[Pointing records for named objects]

======

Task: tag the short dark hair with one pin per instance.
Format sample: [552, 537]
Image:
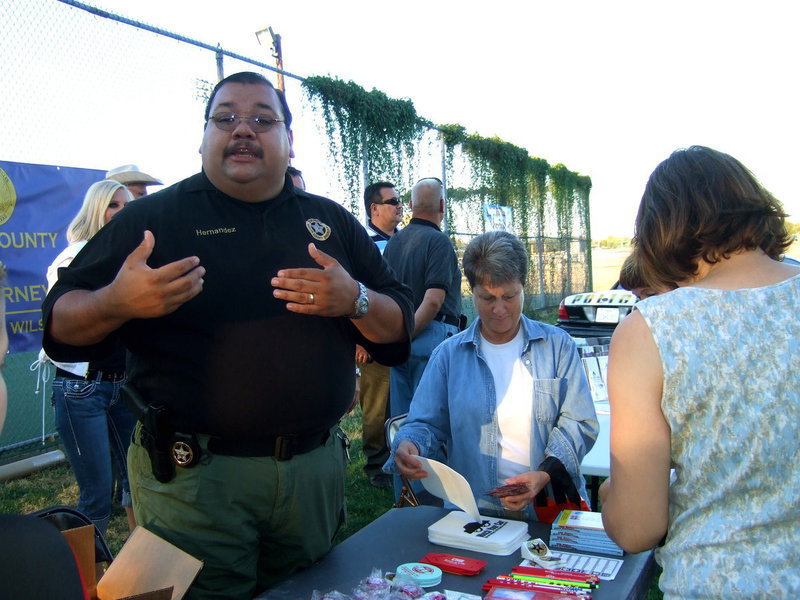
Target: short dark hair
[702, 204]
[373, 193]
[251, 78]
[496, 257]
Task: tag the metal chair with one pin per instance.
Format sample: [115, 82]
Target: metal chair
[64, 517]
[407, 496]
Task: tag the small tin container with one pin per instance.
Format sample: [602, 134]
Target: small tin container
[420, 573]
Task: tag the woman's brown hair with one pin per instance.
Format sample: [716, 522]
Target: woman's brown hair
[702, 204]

======

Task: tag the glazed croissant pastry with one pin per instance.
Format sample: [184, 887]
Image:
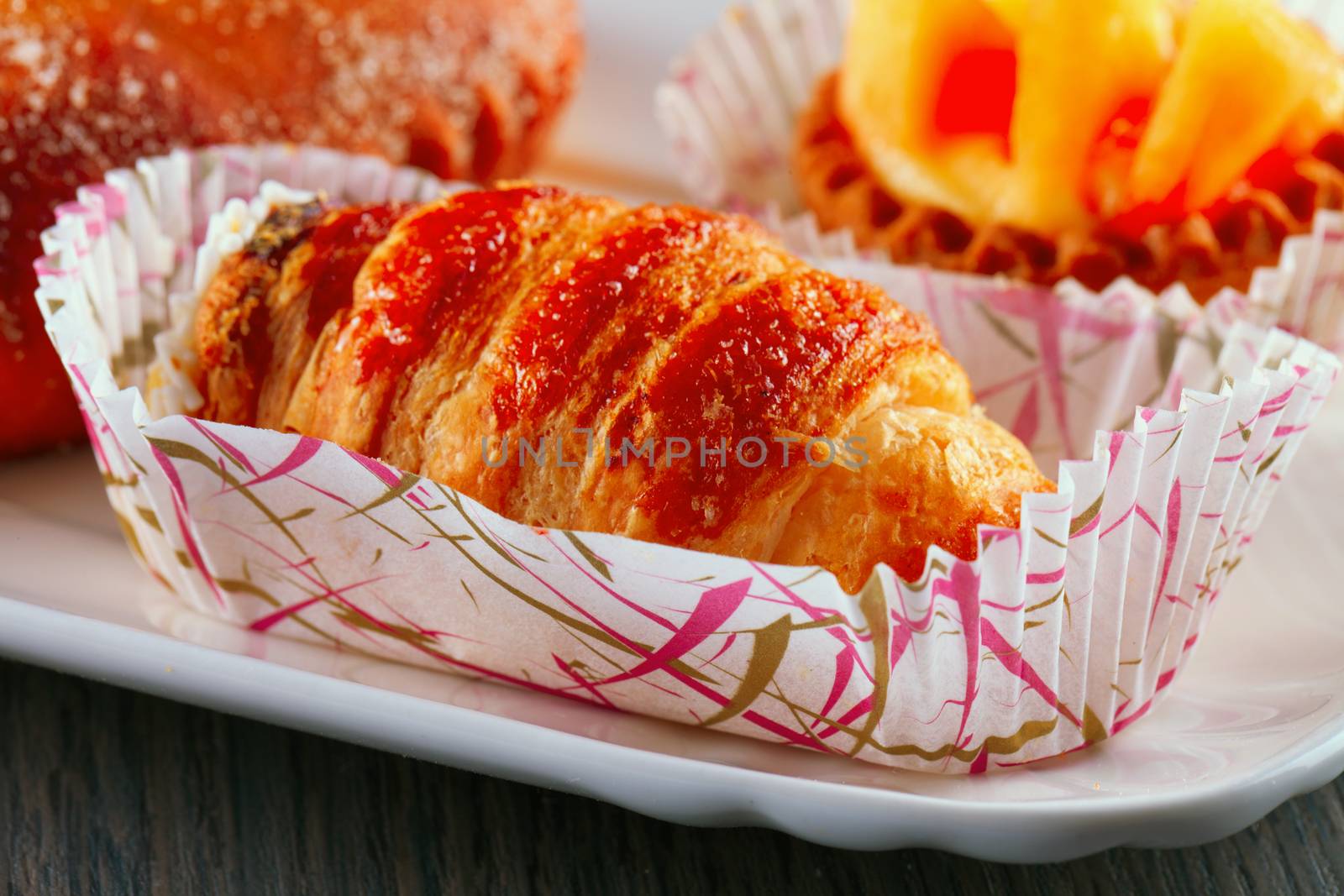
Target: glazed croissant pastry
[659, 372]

======

### REQUEST
State how many of the lines above contain the word "croissant", treating case as significant, and reply with the number alone.

### TASK OUTPUT
2